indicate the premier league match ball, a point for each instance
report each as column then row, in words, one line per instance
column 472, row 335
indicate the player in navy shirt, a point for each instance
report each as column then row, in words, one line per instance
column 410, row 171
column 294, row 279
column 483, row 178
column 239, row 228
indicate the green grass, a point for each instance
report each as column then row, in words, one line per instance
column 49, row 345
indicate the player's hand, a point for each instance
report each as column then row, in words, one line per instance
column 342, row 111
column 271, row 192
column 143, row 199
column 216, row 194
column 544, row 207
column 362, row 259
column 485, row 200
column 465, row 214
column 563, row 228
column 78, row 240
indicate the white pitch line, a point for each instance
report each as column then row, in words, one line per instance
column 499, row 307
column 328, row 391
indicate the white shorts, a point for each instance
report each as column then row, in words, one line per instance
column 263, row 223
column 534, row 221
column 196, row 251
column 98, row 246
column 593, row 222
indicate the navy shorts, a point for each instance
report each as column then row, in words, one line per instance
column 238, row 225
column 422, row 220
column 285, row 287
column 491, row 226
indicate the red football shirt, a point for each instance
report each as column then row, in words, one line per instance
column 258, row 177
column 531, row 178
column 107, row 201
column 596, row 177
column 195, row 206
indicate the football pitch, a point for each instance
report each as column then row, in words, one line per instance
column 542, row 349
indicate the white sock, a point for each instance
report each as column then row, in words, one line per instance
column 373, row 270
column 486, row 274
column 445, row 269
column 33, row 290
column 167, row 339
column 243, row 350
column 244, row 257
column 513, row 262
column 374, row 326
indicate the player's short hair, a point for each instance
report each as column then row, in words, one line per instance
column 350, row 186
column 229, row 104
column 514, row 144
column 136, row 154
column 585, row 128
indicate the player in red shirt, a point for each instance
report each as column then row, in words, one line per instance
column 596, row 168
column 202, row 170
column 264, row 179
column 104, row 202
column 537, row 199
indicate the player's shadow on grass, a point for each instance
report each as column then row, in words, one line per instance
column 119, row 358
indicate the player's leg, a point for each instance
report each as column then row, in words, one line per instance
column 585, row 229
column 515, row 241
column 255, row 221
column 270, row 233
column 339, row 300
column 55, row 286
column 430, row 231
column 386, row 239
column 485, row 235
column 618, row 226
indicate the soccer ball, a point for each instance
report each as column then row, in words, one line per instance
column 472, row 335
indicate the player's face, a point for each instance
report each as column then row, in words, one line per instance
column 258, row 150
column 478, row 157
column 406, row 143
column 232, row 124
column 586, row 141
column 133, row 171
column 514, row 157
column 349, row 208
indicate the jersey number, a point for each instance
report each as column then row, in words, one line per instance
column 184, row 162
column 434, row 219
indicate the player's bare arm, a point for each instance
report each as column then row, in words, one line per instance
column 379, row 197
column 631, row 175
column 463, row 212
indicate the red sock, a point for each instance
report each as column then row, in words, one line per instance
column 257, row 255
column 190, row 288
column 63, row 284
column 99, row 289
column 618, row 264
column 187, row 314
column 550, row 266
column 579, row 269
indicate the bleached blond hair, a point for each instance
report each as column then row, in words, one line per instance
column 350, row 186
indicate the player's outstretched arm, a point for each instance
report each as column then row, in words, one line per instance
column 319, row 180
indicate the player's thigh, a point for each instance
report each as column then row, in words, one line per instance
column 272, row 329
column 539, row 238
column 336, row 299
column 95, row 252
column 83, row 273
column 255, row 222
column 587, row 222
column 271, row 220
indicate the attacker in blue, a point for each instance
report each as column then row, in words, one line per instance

# # # # # # #

- **Assigned task**:
Write out the whole listing verbatim.

- **Expected answer**:
indicate the premier league match ball, a point for each instance
report each as column then row, in words, one line per instance
column 472, row 335
indicate the player in navy shirt, a point for each instance
report each as column then row, in words, one line per instance
column 410, row 171
column 294, row 279
column 483, row 178
column 239, row 228
indicate the green grass, a point for each instance
report each as column then row, in words, one line per instance
column 49, row 345
indicate the player's hand, a point for each instance
report each as column then row, in words, one line per instance
column 342, row 111
column 271, row 192
column 143, row 199
column 216, row 194
column 544, row 207
column 362, row 259
column 485, row 200
column 465, row 214
column 563, row 228
column 78, row 240
indicate the white pitch line, a point for each instance
report each as column then row, in words, one line per instance
column 499, row 307
column 328, row 391
indicate the white shorts, a point for each instance
report each as column then row, in words, one line per instance
column 263, row 223
column 534, row 221
column 196, row 251
column 98, row 246
column 593, row 222
indicate the navy shorts, a point for each instance
report each as column then row, in words, one line per instance
column 238, row 225
column 422, row 220
column 285, row 287
column 491, row 226
indicate the red football shirt, a point for each instance
report each as column then row, in words, one line per instance
column 258, row 177
column 531, row 178
column 107, row 201
column 596, row 177
column 195, row 206
indicate the football pitch, a point for each instance
report each as column then row, in words, one line per instance
column 542, row 349
indicate the white sock, a point for each instance
report each as column then row, in words, one line per instance
column 373, row 270
column 486, row 274
column 445, row 269
column 33, row 290
column 167, row 339
column 243, row 350
column 244, row 257
column 513, row 262
column 374, row 326
indicate the player's short hair, a point for each instance
report each as column then row, in words, one line per instance
column 350, row 186
column 229, row 104
column 514, row 144
column 136, row 154
column 585, row 128
indicate the player in red shirt, a point for each instance
report each as column then row, in words, one line per instance
column 596, row 168
column 202, row 170
column 264, row 179
column 104, row 202
column 537, row 199
indicate the player's shadow on grass, a point for each instance
report each as column then row, in words, one line per instance
column 119, row 358
indicate the player's leg, a point for each instance
report each as column then row, in words, one line per instance
column 585, row 229
column 515, row 241
column 255, row 221
column 270, row 233
column 339, row 300
column 55, row 286
column 430, row 231
column 386, row 239
column 485, row 235
column 618, row 226
indicate the soccer ball, a point for each instance
report each as column then row, in words, one line per instance
column 472, row 335
indicate the player's face, a point for each instance
report each as column then row, in words, one line per instance
column 258, row 150
column 478, row 157
column 406, row 143
column 232, row 124
column 586, row 141
column 133, row 171
column 514, row 157
column 349, row 208
indicate the jersey number, a point for each instance
report each as column then row, in words, one line per instance
column 184, row 162
column 434, row 219
indicate the player's bare arm, a point for each instance
report each as column then row, in words, one line per instance
column 379, row 197
column 631, row 175
column 463, row 212
indicate the red sock, a point for each instance
report each as column then row, in words, one line per instance
column 257, row 255
column 190, row 288
column 63, row 284
column 99, row 289
column 618, row 264
column 187, row 314
column 550, row 266
column 579, row 269
indicate the bleached blond hair, a point for each instance
report each as column then row, in words, one line per instance
column 350, row 186
indicate the player's outstretched arm, a point for each instance
report each as column then row, in words, one line per instance
column 319, row 180
indicate the player's thigh, a point for each instance
report each as column then row, in words, one line per instance
column 272, row 329
column 539, row 238
column 336, row 299
column 95, row 252
column 83, row 273
column 255, row 222
column 587, row 222
column 271, row 220
indicate the attacker in blue, a point for each instance
report each as column then row, in words, one line per instance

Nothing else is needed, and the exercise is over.